** PASSAGE GIVEN **

I already know a little about Neil Bieff, the Ossining-based designer whose flattering, diaphanous dresses have a universal appeal, and who earlier this year was featured in an utterly charming WAG story written by the magazine’s editor in chief, Georgette Gouveia. But nothing prepares me for the man himself, when we meet for dinner on a late fall evening at David DiBari’s Cookery in Dobbs Ferry, a “neo-nostalgic” Italian restaurant winning plaudits for its rejection of the red sauce, red-check tablecloth Italian default and its plucky presentation of gutsy Italian showstoppers.
Neil, it must be said, comes with a set of preconditions — perhaps likes and dislikes is a better way of putting it — but happily his dislikes are peeves I also happen to share. He doesn’t like too much noise (check) and he doesn’t do lunch, which I wish I could check but I can’t, as lunch is my favorite meal of the day, so let’s gloss over that one. But Neil also doesn’t like to eat dinner too early (double check. I used to live in Spain so the idea of a 5 p.m. dinner is anathema. We agree on an 8 p.m. start.) And he’s happy to be seated at the bar, side by side, so he can hear his companion talk, which I’m fine with over a Negroni or an Old Fashioned, although when reviewing I tend to prefer a table where I can observe the activity in the room.

** PROBLEMS TO WORK ON **
a) Translate this sentence from the passage about Neil Bieff into Spanish: "Neil, it must be said, comes with a set of preconditions — perhaps likes and dislikes is a better way of putting it — but happily his dislikes are peeves I also happen to share."
b) For each statement, answer yes or no on whether it agrees with the passage about Neil Bieff, and quote the deciding words: (i) Neil Bieff is based in Ossining. (ii) The dinner took place on a spring evening. (iii) When reviewing, the writer prefers to sit at the bar.

** DATA **

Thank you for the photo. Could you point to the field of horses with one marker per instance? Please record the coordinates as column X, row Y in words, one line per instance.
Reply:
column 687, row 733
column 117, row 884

** ANSWERS TO THE EXERCISES **
a) Hay que decir que Neil viene con una serie de condiciones previas —quizá gustos y disgustos sea una mejor forma de expresarlo—, pero, por suerte, sus disgustos son manías que resulta que yo también comparto.

b)
(i) Yes: "the Ossining-based designer"
(ii) No: "on a late fall evening"
(iii) No: "when reviewing I tend to prefer a table where I can observe the activity in the room"